-- START INPUT FOR THIS TASK --

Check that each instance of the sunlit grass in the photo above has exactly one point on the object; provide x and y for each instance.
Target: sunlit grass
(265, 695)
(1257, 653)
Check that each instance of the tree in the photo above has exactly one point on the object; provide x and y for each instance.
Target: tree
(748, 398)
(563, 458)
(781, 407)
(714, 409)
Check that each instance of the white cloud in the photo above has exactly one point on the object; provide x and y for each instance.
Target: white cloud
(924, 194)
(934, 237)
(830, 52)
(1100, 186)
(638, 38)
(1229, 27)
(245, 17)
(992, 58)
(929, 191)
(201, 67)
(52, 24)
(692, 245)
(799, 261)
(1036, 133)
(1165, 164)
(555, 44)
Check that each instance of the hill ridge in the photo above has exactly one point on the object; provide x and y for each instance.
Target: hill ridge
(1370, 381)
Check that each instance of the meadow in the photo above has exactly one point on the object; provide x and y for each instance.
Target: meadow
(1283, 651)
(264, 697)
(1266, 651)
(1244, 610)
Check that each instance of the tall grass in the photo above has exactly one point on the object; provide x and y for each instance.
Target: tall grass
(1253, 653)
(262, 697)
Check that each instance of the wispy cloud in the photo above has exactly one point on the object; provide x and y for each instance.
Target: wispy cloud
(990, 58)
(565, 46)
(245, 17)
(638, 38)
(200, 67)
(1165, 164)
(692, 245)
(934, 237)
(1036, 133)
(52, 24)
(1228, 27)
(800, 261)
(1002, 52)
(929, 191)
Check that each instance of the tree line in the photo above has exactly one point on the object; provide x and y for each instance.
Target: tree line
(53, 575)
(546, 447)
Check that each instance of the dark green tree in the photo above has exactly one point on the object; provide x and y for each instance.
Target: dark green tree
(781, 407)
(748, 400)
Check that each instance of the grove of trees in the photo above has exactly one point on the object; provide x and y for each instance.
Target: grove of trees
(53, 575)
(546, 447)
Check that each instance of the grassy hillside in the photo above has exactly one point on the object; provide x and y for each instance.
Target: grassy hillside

-- END INPUT FOR THIS TASK --

THE REQUEST: Could you copy out all of the entries above word for word, with every line unchanged?

RESULT OF THE EXERCISE:
Check that each instance of the sunlit grass in the photo above has exactly one point on the object; provide x and y for each instance.
Target: sunlit grass
(265, 695)
(1257, 653)
Check that each instance of the tree in the photo above has exactly one point on the object; provide x and y for each instance.
Target: tree
(748, 398)
(563, 458)
(781, 407)
(714, 409)
Check that each instance of the white cloud in the photo above has exactly one point on the object; provide x and y for each instance.
Target: white cloud
(924, 194)
(934, 237)
(830, 52)
(1100, 186)
(638, 38)
(1229, 27)
(245, 17)
(992, 58)
(929, 191)
(201, 67)
(52, 24)
(692, 245)
(799, 261)
(1036, 133)
(1165, 164)
(555, 44)
Check that each instance of the hill ridge in the photo above has exactly one point on the object; provide x and y for each instance.
Target: hill ridge
(1370, 381)
Check that each instance of the meadow in the photo above has exactly one point on the object; provide x and y for each instance.
Target: meadow
(1283, 651)
(264, 697)
(1266, 651)
(1244, 610)
Check that each instance of the tall grass in the photo above has exactly one point on the object; provide x and y for each instance.
Target: tall grass
(1253, 653)
(262, 697)
Check that each instance of the wispy cloud in the photo above has exactly one point on the object; provide x and y for each instance.
Target: wispy cloud
(990, 58)
(565, 46)
(245, 17)
(638, 38)
(200, 67)
(1165, 164)
(692, 245)
(934, 237)
(1036, 133)
(52, 24)
(1228, 27)
(800, 261)
(1002, 52)
(929, 191)
Check that each instance of the tree line in the photo above has exactly one point on the object; provide x and y for each instance.
Target: tree line
(53, 575)
(546, 447)
Check that each instance of the dark green tree in the photo above has exactly one point on the object; provide x and y for each instance.
Target: dark green tree
(781, 407)
(748, 400)
Check that each instance of the grove of trees in the photo above has exactly one point on the object; provide x and y for each instance.
Target: grove of trees
(53, 575)
(546, 447)
Check that each instance of the grassy hillside in the photo above has exactly one point on the object; provide x and y for each instance.
Target: grassy hillside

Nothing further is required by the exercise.